Task prompt: Pick out every line of the data below that contains the string "white", and copy each of those lines in full.

Given information:

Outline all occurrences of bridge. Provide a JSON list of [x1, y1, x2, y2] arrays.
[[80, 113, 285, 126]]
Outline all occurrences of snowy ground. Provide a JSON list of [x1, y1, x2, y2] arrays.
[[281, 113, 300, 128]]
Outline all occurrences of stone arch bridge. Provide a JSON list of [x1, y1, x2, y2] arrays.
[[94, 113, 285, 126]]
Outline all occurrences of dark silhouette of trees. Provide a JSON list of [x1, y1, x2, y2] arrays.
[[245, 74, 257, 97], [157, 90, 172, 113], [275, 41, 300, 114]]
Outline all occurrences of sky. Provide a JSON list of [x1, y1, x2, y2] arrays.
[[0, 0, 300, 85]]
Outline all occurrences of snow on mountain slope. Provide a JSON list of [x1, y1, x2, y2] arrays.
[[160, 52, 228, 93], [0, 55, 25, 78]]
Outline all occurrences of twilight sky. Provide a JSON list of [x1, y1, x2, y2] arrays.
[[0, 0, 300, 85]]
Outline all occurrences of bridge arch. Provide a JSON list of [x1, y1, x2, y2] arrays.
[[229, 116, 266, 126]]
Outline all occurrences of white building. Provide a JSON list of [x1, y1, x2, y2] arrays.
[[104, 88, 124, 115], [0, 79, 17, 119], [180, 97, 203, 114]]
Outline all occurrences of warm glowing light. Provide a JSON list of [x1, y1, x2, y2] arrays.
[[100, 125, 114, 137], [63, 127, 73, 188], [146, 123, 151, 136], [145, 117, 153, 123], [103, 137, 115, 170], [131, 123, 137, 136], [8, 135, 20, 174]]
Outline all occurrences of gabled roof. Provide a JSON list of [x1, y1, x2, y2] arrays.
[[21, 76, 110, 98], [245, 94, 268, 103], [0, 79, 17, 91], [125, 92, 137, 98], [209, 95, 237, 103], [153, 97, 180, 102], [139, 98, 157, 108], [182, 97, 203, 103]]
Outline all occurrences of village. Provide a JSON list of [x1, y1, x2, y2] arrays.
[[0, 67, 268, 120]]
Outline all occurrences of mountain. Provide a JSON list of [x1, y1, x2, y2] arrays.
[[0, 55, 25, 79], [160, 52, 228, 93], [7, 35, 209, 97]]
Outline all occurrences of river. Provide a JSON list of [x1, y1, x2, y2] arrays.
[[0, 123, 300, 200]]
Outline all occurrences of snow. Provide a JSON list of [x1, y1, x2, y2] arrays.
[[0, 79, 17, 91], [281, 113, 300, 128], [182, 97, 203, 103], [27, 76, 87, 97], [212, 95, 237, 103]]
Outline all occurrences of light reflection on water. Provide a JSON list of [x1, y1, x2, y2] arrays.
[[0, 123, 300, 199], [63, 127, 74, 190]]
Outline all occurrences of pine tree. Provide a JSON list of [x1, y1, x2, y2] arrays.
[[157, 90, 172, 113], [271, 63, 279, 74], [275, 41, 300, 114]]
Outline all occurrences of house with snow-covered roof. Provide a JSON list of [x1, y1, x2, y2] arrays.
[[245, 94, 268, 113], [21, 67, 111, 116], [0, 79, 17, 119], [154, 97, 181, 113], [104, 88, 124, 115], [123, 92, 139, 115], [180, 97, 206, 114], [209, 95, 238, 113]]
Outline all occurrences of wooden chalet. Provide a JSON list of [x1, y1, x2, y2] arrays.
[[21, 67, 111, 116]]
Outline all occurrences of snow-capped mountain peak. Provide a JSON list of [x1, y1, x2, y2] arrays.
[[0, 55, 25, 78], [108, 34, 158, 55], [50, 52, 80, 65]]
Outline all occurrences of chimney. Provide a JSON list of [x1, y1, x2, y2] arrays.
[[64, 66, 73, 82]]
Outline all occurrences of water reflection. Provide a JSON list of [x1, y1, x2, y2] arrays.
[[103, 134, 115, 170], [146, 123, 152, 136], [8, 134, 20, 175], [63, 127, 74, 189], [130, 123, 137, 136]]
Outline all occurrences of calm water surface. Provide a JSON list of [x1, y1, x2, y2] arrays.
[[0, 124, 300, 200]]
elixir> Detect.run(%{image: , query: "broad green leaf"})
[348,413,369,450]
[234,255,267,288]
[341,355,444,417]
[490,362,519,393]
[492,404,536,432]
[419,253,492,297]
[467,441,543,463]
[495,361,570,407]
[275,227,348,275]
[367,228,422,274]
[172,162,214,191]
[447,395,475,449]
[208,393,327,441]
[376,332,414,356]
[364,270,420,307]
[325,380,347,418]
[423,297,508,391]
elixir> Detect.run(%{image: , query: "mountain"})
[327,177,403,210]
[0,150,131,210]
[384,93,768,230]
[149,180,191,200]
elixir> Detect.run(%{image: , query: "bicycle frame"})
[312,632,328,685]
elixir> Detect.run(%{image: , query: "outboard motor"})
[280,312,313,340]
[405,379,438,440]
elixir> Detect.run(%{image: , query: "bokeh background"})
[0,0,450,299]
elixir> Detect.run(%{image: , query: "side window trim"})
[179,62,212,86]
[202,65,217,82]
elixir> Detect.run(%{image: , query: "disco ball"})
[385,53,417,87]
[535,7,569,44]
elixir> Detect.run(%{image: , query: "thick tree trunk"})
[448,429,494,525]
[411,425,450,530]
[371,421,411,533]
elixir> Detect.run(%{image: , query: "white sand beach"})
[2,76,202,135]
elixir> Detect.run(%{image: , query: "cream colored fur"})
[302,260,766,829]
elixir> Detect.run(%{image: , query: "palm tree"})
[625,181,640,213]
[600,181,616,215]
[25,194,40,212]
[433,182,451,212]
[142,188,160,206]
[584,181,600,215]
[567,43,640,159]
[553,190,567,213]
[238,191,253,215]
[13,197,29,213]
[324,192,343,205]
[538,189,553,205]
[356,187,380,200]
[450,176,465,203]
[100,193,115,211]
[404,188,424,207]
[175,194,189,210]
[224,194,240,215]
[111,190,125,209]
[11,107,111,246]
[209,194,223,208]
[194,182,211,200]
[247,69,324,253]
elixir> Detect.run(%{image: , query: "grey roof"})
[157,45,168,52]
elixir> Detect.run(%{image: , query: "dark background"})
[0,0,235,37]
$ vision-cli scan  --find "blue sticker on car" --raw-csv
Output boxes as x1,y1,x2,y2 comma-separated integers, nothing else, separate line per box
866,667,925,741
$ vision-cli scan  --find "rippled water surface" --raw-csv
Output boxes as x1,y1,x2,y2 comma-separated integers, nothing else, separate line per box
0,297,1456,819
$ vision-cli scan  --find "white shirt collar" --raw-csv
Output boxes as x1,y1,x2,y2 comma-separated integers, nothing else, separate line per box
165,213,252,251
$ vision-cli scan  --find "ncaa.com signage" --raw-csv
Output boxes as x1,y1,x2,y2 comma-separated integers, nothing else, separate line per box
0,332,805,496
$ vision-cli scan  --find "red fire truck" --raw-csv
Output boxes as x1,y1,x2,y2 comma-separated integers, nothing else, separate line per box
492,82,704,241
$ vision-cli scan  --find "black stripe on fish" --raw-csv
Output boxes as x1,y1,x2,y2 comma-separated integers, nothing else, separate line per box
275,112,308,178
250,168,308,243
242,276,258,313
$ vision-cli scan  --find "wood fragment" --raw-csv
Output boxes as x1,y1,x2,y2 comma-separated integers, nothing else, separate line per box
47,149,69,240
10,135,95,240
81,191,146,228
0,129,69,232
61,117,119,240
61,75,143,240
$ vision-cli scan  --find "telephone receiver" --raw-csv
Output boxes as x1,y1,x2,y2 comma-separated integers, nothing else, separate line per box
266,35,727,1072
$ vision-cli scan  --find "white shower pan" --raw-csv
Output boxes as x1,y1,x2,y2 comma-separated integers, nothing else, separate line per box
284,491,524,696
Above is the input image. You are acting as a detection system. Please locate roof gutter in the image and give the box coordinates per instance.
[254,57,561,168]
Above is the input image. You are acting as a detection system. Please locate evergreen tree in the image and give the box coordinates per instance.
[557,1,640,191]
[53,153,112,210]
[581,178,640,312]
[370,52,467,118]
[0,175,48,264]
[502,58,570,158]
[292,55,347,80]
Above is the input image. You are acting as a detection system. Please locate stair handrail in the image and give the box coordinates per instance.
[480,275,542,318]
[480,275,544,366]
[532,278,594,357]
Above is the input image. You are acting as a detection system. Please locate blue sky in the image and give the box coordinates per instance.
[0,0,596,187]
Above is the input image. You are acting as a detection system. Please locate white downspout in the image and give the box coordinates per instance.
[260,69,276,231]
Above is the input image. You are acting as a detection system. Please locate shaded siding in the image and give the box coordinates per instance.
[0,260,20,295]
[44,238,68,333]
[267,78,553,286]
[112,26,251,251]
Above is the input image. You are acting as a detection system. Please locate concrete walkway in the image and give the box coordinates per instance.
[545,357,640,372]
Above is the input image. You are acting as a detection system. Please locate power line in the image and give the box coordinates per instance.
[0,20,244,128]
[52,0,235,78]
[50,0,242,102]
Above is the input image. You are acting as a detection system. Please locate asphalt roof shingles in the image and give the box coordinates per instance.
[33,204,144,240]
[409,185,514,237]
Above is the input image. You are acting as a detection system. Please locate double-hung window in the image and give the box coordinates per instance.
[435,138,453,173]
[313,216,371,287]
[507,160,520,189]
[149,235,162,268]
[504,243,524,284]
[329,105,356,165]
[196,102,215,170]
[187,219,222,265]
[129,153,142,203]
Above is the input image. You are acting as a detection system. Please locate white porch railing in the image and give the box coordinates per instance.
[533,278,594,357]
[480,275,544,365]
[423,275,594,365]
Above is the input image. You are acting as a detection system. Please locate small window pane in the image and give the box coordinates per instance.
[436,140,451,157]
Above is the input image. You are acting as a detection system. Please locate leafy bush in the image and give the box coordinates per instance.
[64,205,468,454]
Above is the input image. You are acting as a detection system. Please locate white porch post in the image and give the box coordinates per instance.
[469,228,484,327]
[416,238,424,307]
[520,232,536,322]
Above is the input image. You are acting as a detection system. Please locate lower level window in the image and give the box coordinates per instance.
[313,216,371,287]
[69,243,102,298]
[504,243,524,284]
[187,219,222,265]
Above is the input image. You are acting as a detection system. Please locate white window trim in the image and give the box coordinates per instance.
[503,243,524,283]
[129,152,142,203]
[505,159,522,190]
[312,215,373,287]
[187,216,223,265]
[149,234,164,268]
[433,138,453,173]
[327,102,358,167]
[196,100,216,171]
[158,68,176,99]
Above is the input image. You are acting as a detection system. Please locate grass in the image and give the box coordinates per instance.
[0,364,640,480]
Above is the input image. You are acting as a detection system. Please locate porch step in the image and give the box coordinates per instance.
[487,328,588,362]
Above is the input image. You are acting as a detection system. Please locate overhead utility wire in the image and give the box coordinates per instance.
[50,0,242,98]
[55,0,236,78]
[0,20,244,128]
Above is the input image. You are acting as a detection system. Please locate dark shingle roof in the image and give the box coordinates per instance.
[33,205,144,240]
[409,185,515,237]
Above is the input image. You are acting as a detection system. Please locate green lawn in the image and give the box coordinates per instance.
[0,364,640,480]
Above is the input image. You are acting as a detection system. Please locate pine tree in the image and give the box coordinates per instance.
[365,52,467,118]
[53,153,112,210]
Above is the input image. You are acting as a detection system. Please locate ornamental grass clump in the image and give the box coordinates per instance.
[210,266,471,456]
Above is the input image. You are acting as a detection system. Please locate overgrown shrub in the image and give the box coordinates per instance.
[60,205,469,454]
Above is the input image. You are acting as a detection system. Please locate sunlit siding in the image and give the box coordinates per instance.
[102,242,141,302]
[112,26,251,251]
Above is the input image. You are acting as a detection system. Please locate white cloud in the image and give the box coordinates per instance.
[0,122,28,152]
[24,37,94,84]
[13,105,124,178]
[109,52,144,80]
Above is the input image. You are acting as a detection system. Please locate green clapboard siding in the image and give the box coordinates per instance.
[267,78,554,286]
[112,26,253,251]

Output:
Outline all occurrences of white building. Provide a JSON list of [x1, y1, x2, y2] arrays.
elixir> Detect.run(%{image: , query: "white sand beach"})
$ vision-cli scan  --find "white shirt collar" --raw-csv
$ vision-cli scan  --find "white shower pan" --raw-csv
Above is the input image. You are acting as a detection system. Please locate white downspout in the image and give the box coordinates per instance.
Above is the input image. You are acting as a detection system. Please locate white porch railing in the image and give the box coordinates per instance.
Above is the input image. You are acting as a detection system. Please locate white porch post in the image and give the box coordinates per instance.
Above is the input image. You are acting as a detection system. Please locate white window trim in the image and give the box coordinates per instance.
Above is the input image. You are acting as a detection system. Please locate white cloud in the image and give the box coordinates per instance.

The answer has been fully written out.